**PODANY TEKST**

_ _ _

Tekst: Arek Adamski
Key West 8-9.04.2001
Jak tylko Floryda znalazła się w naszych planach podróżniczych wiadome
było, że nie poprzestaniemy na Miami. Nie można przecież ominąć
najbardziej na południe wysuniętego punktu Stanów Zjednoczonych - uroczej
wyspy Key West.
Błękitne
laguny
Archipelag kilkudziesięciu
wysp Floryda Keys tworzy jedyny w swoim rodzaju ciąg, który uzupełniony
o 42 mosty jest drogą pośrodku oceanu. Przez dwieście kilometrów można
podziwiać piękno zespołu tych wysp oraz płytkie, błękitne laguny,
wyłaniające się z turkusowego oceanu. Miejscami po obu stronach drogi
widać tylko horyzont Atlantyku. Płytkie wody i biały piasek na dnie
tworzą kolory, jakich trudno szukać gdzie indziej. Małe bezludne
wyspy widoczne w oddali okrywa zieleń drzew. Na samym końcu tej
palmowej drogi znajduje się Key West.

_ _ _

**WIERSZE DANYCH**
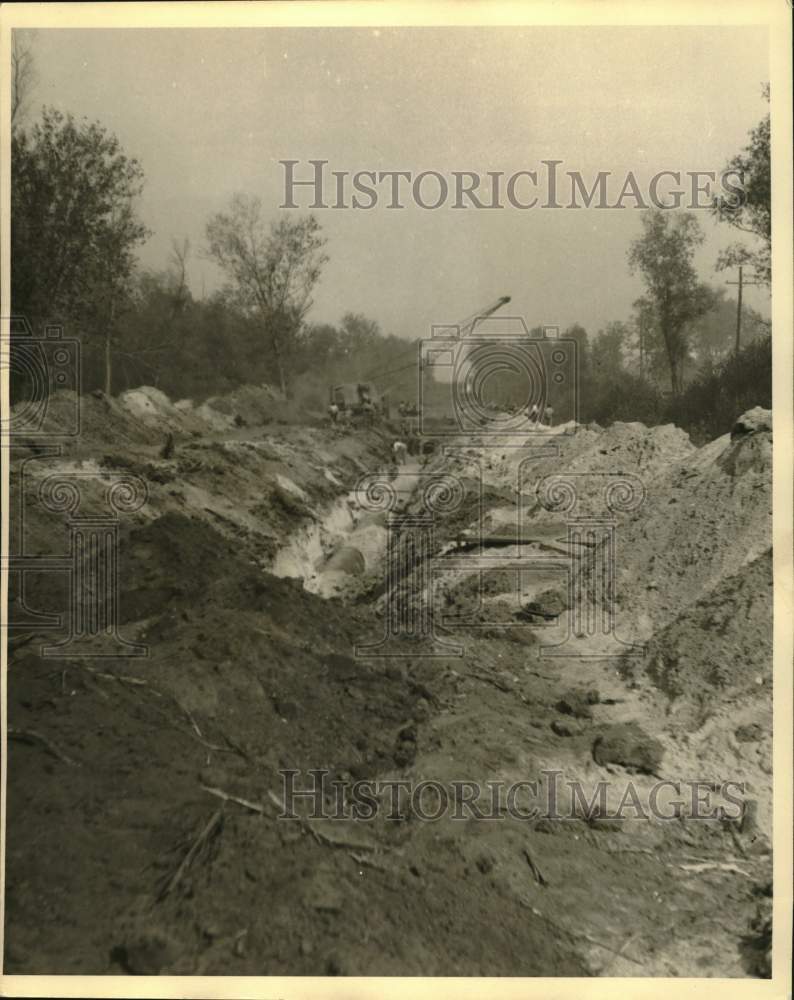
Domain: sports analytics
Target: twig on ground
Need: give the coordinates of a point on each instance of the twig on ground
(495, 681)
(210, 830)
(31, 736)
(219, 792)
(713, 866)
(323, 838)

_ _ _

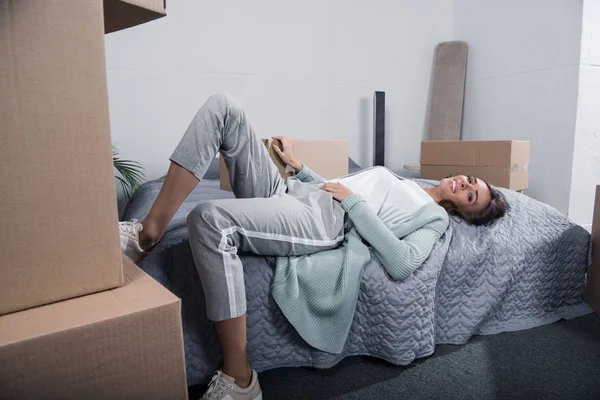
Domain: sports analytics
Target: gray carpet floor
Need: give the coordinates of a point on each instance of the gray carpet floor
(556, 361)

_ _ _

**WYKONAJ POLECENIA**
A. Ile mostów uzupełnia ciąg wysp archipelagu Floryda Keys według tekstu o Key West?
B. Kontynuuj tekst o podróży na Key West, zaczynając tuż po jego ostatnim zdaniu.
Wiersze danych to osobny materiał, niezwiązany z tekstem o Key West.

**ODPOWIEDZI PO KOLEI**
A. 42 mosty.

B.
Zachody
słońca
Miasto Ernesta Hemingwaya
to urocze uliczki z drewnianymi domami, które toną w zieleni drzew i
kwiatów. Ogród wokół domu sławnego pisarza jest niczym zielona dżungla
pośrodku miasta. To z Key West jest najbliżej do Kuby i to tutaj można
podziwiać niesamowite zachody słońca nad oceanem. Koniec dnia wieńczy
spektakl z udziałem słońca i wody. Kontynuują go ludzie zgromadzeni
na brzegu, rozbawiani przez ulicznych grajków, mimów, magików i
akrobatów. Potem zabawa przenosi się do barów, gdzie kwitnie nocne życie
w rytmie granej na żywo muzyki. Niemal wszystkie atrakcje i klimaty Key
West można znaleźć na głównej ulicy miasta - Duval St.
Koguty
i sielskie klimaty
O różnicach miedzy Key
West, a innymi wyspami można przekonać się bardzo szybko. Sama wyspa
nie jest duża, ale do jej zwiedzania wynajęliśmy rower. Poruszając
się po bocznych uliczkach bez trudu można wyczuć tajemniczą atmosferę.
Z nienacka zaskakuje cisza, przerywana nagle pianiem koguta. Piękne
domy położone w cieniu rozłożystych drzew są na całej wyspie, ale
najbardziej niesamowite znalazłem w miejscu zwanym Truman Annex, które
jest ostoją ciszy i elegancji. Częściowo zamknięte i odizolowane od
reszty miasta osiedle składa się z kilku ulic. Zadbane posesje cieszą
już samym widokiem, a spokojna okolica i różnorodna zieleń wprawiają
w zachwyt. Tak wyobrażałem sobie Key West i odnalazłem to czego szukałem.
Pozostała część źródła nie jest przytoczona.